Yapılacaklar:
**1.** Metin bölümüne göre Nasrettin Hoca, cenazede ağlamasının sebebi olarak ne söylüyor?
**2.** Metin bölümünde "Cenazeye katılanlardan biri" ile başlayıp "ondan ağlıyorum ya!" ile biten kısmı hiç değiştirmeden aktarır mısınız?

Hasan Eser / 19 Ağustos 2017 - Nasrettin Hoca, bir gün varlıklı bir adamın cenazesinde hem tabutun yanında duruyor hem de hüngür hüngür ağlıyormuş.
Cenazeye katılanlardan biri Hoca'yı teselli etmek için yaklaşmış yanına...
- Merhum akraban mıydı?
Hoca yanıt vermiş: Yok akrabam değildi, ben de ondan ağlıyorum ya!
Kıssadan hisse...
İBB Başkanı Aziz Kocaoğlu da, iktidara mensup milletvekilleriyle aynı partiden olmadığına üzülüyor mudur acaba?
CHP’Lİ VEKİLLER…
Ne güzel demiş Mevlana: “Aynı dili konuşanlar değil, aynı duyguları paylaşanlar anlaşabilir." diye.

Konum etiketleme verilerinden alıntılar:

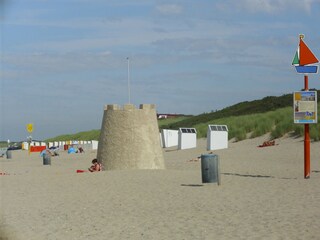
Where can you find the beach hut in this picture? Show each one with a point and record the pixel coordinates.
(187, 138)
(169, 138)
(217, 137)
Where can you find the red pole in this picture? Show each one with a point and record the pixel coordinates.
(306, 139)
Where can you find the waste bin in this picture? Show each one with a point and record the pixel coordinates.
(210, 168)
(9, 154)
(46, 159)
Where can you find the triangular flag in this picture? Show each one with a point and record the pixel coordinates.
(295, 60)
(306, 56)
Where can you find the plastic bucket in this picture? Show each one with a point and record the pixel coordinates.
(46, 159)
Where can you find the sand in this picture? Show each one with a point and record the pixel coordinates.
(263, 195)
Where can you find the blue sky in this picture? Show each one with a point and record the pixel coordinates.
(63, 60)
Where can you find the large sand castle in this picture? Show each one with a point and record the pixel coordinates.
(129, 138)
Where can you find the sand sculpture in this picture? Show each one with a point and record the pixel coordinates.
(129, 138)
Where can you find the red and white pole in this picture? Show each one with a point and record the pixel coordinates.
(306, 139)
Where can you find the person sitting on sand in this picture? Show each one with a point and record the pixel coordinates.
(96, 166)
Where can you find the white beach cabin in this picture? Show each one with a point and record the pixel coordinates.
(187, 138)
(217, 137)
(170, 138)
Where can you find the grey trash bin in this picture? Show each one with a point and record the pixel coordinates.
(9, 154)
(46, 159)
(210, 168)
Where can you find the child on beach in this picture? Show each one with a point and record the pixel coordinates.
(96, 166)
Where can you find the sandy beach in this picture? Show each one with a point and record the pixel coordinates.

Görev Yanıtları:
**1.** Merhumun akrabası olmadığı için ağladığını söylüyor.

**2.**
Cenazeye katılanlardan biri Hoca'yı teselli etmek için yaklaşmış yanına...
- Merhum akraban mıydı?
Hoca yanıt vermiş: Yok akrabam değildi, ben de ondan ağlıyorum ya!